EXTRACTED RECORDS:
-- Start --
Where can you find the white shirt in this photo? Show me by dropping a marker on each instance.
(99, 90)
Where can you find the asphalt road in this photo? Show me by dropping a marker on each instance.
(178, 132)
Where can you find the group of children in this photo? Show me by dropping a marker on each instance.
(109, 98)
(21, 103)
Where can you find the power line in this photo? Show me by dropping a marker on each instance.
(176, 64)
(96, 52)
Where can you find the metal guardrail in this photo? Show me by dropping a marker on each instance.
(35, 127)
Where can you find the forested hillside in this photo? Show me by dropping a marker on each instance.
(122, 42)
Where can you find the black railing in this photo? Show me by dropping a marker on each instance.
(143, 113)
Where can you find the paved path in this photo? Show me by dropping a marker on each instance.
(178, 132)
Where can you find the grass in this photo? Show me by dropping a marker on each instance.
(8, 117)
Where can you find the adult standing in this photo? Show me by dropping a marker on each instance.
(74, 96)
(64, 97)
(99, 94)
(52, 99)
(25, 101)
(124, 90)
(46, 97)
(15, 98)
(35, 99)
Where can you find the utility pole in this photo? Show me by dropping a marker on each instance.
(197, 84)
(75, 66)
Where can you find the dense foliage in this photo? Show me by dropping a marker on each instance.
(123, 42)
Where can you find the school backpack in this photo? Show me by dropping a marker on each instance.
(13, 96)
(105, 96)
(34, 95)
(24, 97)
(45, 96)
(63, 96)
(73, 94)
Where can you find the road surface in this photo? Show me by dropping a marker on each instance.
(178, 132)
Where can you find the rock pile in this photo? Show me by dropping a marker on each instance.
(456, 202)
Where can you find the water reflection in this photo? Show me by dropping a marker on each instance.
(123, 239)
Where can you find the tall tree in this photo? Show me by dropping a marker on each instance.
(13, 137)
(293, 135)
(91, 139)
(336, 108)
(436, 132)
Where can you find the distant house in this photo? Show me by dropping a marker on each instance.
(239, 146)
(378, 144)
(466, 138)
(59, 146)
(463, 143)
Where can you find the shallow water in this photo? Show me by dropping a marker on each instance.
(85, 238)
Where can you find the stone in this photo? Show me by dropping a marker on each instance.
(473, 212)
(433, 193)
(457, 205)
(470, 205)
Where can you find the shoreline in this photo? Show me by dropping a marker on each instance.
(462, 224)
-- End --
WRITTEN EXERCISE: Reproduce each record shown above without altering a single word.

EXERCISE ANSWER:
Where can you find the white shirt in this photo? Show me by dropping a marker on each instance.
(99, 90)
Where can you find the asphalt road in this photo? Show me by dropping a marker on each instance.
(178, 132)
Where can you find the group of children in this photo? Show me by dropping a marker on each instance.
(109, 98)
(21, 103)
Where can you find the power line in this photo? Show me by dropping a marker on each instance.
(176, 64)
(96, 52)
Where can you find the metal guardrail in this photo? Show me by dropping a marker on each instance.
(35, 127)
Where can you find the forested hillside in this photo? Show me by dropping a marker on each instance.
(122, 42)
Where can you find the black railing in this photo? Show me by dropping a marker on each instance.
(143, 113)
Where can you find the paved path in this photo? Show me by dropping a marker on each instance.
(178, 132)
Where can you find the grass in this photo? Show me by dropping a marker on each instance.
(8, 117)
Where can you find the adult standing in this photo? Show me by dropping a marker on each instance.
(74, 96)
(64, 97)
(99, 94)
(52, 99)
(25, 101)
(124, 90)
(46, 97)
(15, 98)
(35, 99)
Where can you find the utility pole in this photo? Show me by dropping a marker on each instance.
(197, 84)
(75, 66)
Where can you find the dense foliage in this photo? Show me by dropping a marker on each instance.
(123, 42)
Where can you find the school backpack in this photo? Show me by dropping a marker on each instance.
(13, 96)
(105, 96)
(34, 95)
(24, 97)
(45, 96)
(63, 96)
(73, 94)
Where can you find the road surface in this photo? Show me by dropping a marker on each instance.
(178, 132)
Where can you find the rock pile in this photo? Show me by dropping a marker on each instance.
(456, 202)
Where can you find the water reflection in this photo? Show me by dropping a marker on each instance.
(123, 239)
Where can you find the tall tree in this photo? Show me by dropping a marker on each instance.
(13, 137)
(293, 135)
(91, 139)
(336, 108)
(436, 132)
Where can you find the distant house in this photo? Show me by dropping a marker on each instance.
(239, 146)
(378, 144)
(466, 138)
(59, 146)
(463, 143)
Where can you find the shallow water in this photo? Show me by dropping a marker on each instance.
(85, 238)
Where can you find the stone in this photo? Show me by dropping a marker on each instance.
(473, 212)
(433, 193)
(457, 205)
(470, 205)
Where can you find the shoreline in this photo? Show me by dropping a marker on each instance.
(462, 224)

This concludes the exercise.